BLOCCO DI TESTO:

⟨

Finora quegli organi erano destinati quasi esclusivamente a riceventi già affetti da epatite cronica, per un totale medio di sessanta-settanta interventi l’anno, ossia circa trenta fegati, una trentina di reni e appena cinque cuori. Con le nuove indicazioni, invece, sarà possibile trapiantare questi organi anche su pazienti negativi e avviare il trattamento antivirale subito dopo il trapianto, al primo eventuale riscontro di positività.

Il via libera a questa procedura nasce da un passaggio cruciale: la decisione dell’Agenzia Italiana del Farmaco di estendere l’utilizzo dei farmaci antivirali ad azione diretta anche nel contesto del trapianto. È una scelta che ridefinisce il perimetro della trapiantologia, perché permette di curare l’infezione da HCV nel ricevente fin dal primo riscontro dopo l’intervento, senza attendere la fase cronica.

La determina del 31 luglio 2025, pubblicata in Gazzetta Ufficiale il 7 agosto, inserisce a totale carico del Servizio sanitario nazionale quattro regimi antivirali ad azione diretta da utilizzare subito dopo un trapianto di organo o di midollo. Nello specifico si tratta di Glecaprevir con Pibrentasvir, Sofosbuvir con Velpatasvir, Elbasvir con Grazoprevir e Sofosbuvir con Velpatasvir e Voxilaprevir. Il documento stabilisce che il clinico debba iniziare la terapia tempestivamente alla prima determinazione di HCV-RNA positivo nel ricevente e chiarisce che questi farmaci rientrano nell’elenco della legge 648, con rimborso completo.

Dentro la procedura

“Dal punto di vista operativo non cambia nulla, le procedure restano le stesse. La novità è che se viene individuato un donatore con epatite C i suoi organi non saranno più destinati soltanto a chi ha già l’infezione. Si parte sempre dal potenziale donatore in rianimazione, con l’accertamento della morte, la verifica del consenso, la valutazione clinica e i test infettivologici”, spiega Giuseppe Feltrin, direttore del Centro Nazionale Trapianti.

⟩

COMPITO:
Secondo il testo sui trapianti, in quale data è stata pubblicata in Gazzetta Ufficiale la determina del 31 luglio 2025? L'elenco è materiale distinto dal testo.

DATI IN ESAME:
⟨

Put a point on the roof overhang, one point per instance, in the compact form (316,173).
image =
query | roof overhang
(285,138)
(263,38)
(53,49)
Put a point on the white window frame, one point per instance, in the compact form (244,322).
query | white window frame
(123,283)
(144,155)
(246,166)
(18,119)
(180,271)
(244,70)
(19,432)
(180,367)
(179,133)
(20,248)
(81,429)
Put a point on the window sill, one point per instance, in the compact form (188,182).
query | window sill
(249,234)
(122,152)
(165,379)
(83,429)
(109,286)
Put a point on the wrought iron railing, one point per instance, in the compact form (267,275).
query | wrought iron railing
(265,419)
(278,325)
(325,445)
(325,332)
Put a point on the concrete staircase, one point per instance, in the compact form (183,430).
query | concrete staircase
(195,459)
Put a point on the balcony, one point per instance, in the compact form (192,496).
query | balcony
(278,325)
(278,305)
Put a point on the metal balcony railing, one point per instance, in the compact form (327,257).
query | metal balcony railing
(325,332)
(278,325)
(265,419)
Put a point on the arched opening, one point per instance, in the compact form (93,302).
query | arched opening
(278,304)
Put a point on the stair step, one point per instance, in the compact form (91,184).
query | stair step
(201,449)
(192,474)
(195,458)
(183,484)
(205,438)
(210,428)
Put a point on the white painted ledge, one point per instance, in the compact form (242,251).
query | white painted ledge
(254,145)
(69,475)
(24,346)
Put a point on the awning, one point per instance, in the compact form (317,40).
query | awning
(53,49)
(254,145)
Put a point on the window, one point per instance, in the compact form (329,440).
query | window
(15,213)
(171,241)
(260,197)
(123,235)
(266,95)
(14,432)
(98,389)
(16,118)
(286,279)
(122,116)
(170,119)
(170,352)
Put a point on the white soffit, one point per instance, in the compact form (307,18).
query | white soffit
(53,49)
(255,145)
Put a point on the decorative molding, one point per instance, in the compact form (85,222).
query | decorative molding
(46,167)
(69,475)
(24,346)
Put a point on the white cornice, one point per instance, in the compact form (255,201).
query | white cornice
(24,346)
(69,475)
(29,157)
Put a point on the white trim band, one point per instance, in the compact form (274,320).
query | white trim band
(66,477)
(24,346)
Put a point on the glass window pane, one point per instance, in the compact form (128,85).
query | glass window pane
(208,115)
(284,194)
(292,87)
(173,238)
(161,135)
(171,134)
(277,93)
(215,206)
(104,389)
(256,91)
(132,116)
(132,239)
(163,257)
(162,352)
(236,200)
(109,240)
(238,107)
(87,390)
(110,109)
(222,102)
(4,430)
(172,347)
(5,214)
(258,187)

⟩
⟨

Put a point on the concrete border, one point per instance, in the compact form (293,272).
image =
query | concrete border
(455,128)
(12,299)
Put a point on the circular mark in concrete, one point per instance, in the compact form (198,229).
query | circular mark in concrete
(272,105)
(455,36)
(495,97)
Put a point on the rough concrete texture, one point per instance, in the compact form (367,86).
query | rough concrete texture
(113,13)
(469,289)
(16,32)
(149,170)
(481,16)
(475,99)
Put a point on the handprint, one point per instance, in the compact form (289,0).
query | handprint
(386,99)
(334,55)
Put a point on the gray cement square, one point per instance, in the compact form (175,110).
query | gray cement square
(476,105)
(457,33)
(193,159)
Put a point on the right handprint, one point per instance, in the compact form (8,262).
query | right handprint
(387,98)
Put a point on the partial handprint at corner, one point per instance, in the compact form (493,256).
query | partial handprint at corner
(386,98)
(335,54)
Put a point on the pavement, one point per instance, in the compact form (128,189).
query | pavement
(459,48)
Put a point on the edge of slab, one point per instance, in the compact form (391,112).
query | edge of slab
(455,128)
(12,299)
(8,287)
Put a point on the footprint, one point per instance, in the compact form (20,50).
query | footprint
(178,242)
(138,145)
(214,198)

⟩

RISULTATO:
La determina è stata pubblicata in Gazzetta Ufficiale il 7 agosto.